§ **Daftar Tugas**:
(1) Ketik ulang bagian teks tentang putus kuliah, mulai dari "Dalam pandangan ideologi" sampai dengan "dalam dunia profesi.".
(2) Tentukan apakah setiap pernyataan berikut sesuai dengan teks tentang putus kuliah. Jawab ya atau tidak, lalu kutip kata-kata penentunya dari teks. (a) Dalam pandangan ideologi kapitalisme, pendidikan dianggap sebagai aset bagi perbaikan taraf hidup seseorang. (b) Kampus Merdeka dinyatakan berhasil mengimbangi ancaman putus kuliah. (c) Teks menyebutkan munculnya praktik jasa pemalsuan ijazah.

§ **Kutipan Teks**:

Fenomena putus kuliah penting menjadi perhatian semua pihak. Kondisi ini juga ibarat paradoks di tengah gegap gempita pelaksanaan program kampus merdeka. Kampus Merdeka yang digadang-gadang mampu mencetak kaum intelektual yang handal dan diterima di dunia kerja nyatanya tak mampu mengimbangi ancaman putus kuliah. Disini pula setidaknya menyadarkan kitas semua bahwa butuh sebuah sistem pendukung yang memastikan penyelenggaraan pendidikan dapat berjalan optimal dan ideal. Karenanya dibutuhkan visi dan misi pendidikan yang jelas serta berbasis pada ideologi yang benar.
Dalam pandangan ideologi kapitalisme pendidikan adalah aset bagi perbaikan taraf hidup seseorang. Latar belakang pendidikan dijadikan sebagi sebuah ukuran dalam mencari penghidupan yang lebih baik. Ijazah telah menjelma menjadi secarik kertas sakti yang akan mempermudah proses lamaran kerja. Alhasil, orientasi pembelajaran hanya bersandar pada teraihnya nilai dan kecakapan secara akademik semata. Tak sedikit pula akhirnya muncul praktik jasa memalsukan ijazah demi memenuhi syarat administrasi dalam dunia profesi.

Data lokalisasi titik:
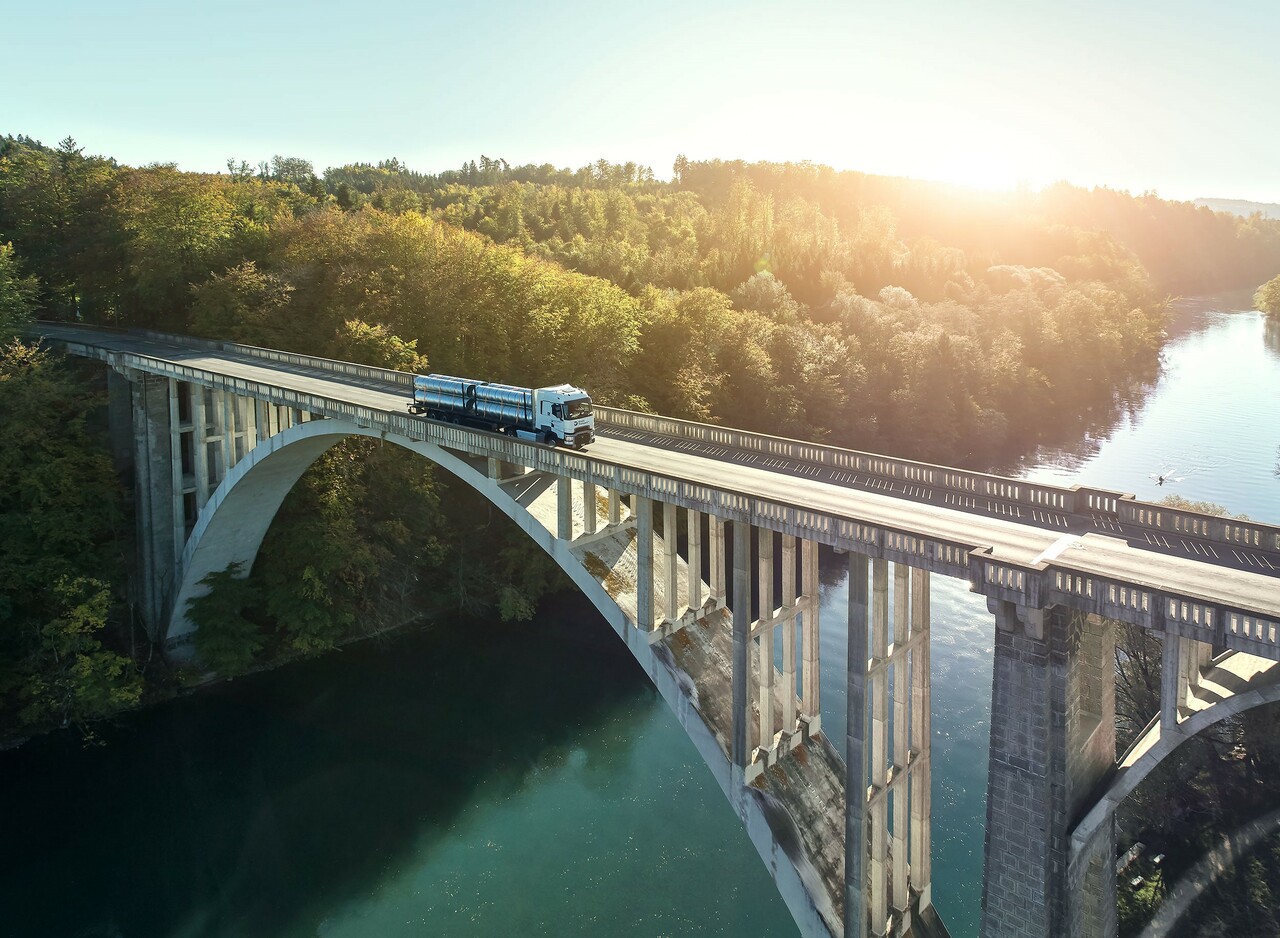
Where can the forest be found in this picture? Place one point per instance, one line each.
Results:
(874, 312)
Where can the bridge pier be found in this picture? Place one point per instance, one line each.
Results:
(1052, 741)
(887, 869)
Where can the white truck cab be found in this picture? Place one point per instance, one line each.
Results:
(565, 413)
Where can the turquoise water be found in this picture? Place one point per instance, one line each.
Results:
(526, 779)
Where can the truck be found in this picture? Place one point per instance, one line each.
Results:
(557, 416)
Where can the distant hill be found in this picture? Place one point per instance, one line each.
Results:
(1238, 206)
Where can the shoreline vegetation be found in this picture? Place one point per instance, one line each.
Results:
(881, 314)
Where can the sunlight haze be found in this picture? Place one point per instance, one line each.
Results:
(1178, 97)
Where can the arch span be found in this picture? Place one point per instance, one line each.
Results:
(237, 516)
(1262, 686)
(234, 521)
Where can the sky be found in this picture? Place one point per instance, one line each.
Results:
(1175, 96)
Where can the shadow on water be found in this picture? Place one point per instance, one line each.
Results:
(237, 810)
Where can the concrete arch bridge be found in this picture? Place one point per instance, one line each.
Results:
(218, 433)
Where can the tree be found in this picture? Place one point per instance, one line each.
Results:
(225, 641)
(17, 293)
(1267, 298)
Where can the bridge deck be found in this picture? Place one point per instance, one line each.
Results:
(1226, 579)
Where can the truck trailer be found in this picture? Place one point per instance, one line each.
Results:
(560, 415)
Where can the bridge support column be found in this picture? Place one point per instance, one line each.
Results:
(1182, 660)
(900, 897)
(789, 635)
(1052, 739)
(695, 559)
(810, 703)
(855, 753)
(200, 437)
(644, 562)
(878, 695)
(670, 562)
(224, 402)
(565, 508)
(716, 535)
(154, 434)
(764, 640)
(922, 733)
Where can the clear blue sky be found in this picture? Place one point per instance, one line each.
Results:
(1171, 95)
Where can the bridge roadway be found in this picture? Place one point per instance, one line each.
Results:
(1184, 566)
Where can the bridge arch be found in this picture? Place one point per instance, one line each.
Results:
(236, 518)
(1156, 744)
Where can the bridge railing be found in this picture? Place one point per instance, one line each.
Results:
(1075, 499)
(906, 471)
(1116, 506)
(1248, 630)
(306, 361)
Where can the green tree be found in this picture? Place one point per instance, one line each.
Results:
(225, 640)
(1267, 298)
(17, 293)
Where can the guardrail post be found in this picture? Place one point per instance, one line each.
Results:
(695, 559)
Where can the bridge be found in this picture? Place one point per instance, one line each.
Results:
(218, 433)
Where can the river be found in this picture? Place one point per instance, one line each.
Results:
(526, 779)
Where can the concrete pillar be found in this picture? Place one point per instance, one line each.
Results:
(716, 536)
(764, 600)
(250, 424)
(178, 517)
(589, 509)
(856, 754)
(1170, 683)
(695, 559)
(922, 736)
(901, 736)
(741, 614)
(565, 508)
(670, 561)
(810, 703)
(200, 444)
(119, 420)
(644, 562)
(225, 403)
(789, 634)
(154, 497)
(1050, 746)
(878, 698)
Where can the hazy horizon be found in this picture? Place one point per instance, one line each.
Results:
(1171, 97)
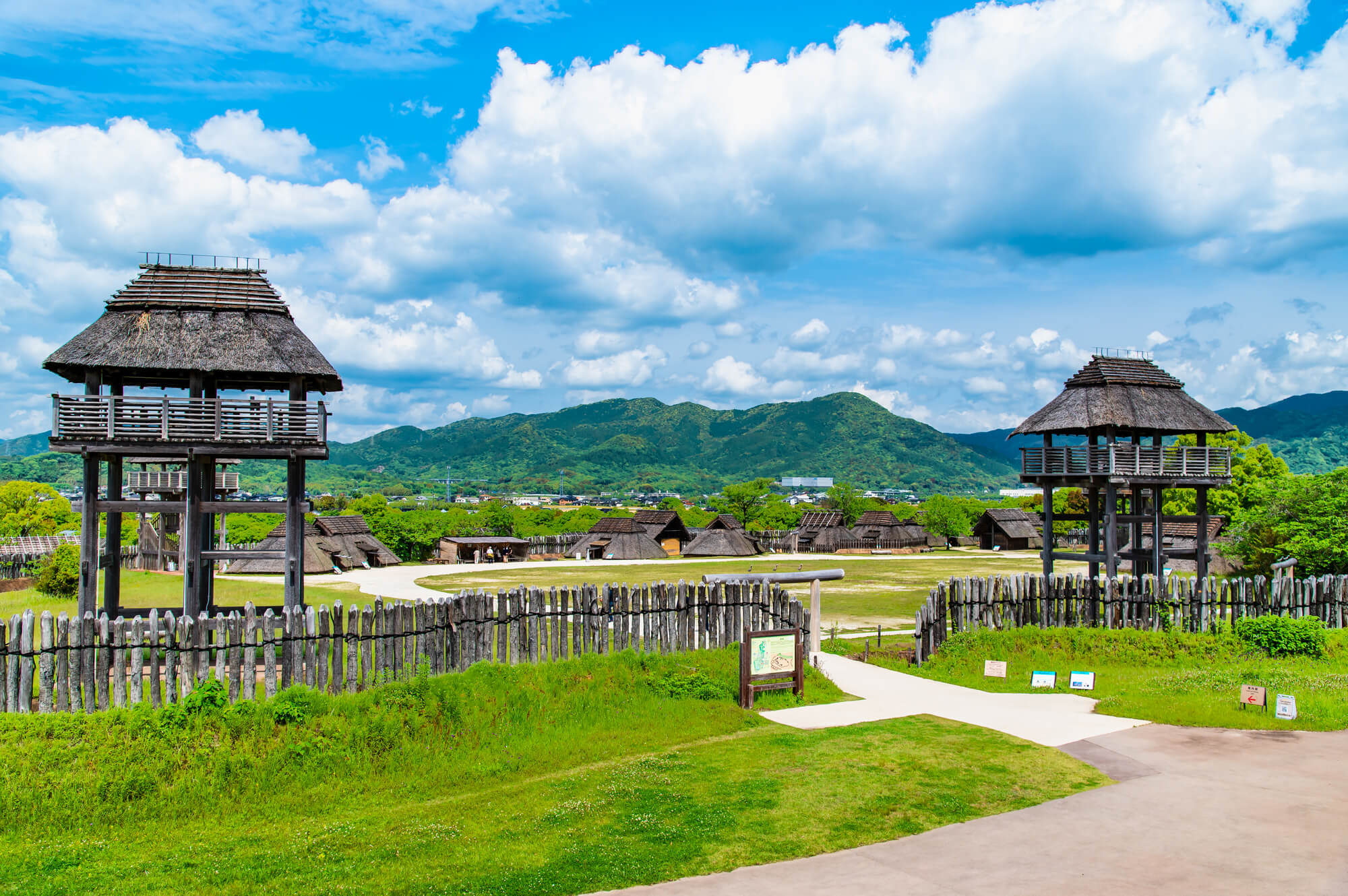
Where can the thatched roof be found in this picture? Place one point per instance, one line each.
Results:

§ **Jawaban Tiap Tugas**:
(1)
Dalam pandangan ideologi kapitalisme pendidikan adalah aset bagi perbaikan taraf hidup seseorang. Latar belakang pendidikan dijadikan sebagi sebuah ukuran dalam mencari penghidupan yang lebih baik. Ijazah telah menjelma menjadi secarik kertas sakti yang akan mempermudah proses lamaran kerja. Alhasil, orientasi pembelajaran hanya bersandar pada teraihnya nilai dan kecakapan secara akademik semata. Tak sedikit pula akhirnya muncul praktik jasa memalsukan ijazah demi memenuhi syarat administrasi dalam dunia profesi.

(2)
(a) Ya: "Dalam pandangan ideologi kapitalisme pendidikan adalah aset bagi perbaikan taraf hidup seseorang."
(b) Tidak: "nyatanya tak mampu mengimbangi ancaman putus kuliah"
(c) Ya: "Tak sedikit pula akhirnya muncul praktik jasa memalsukan ijazah demi memenuhi syarat administrasi dalam dunia profesi."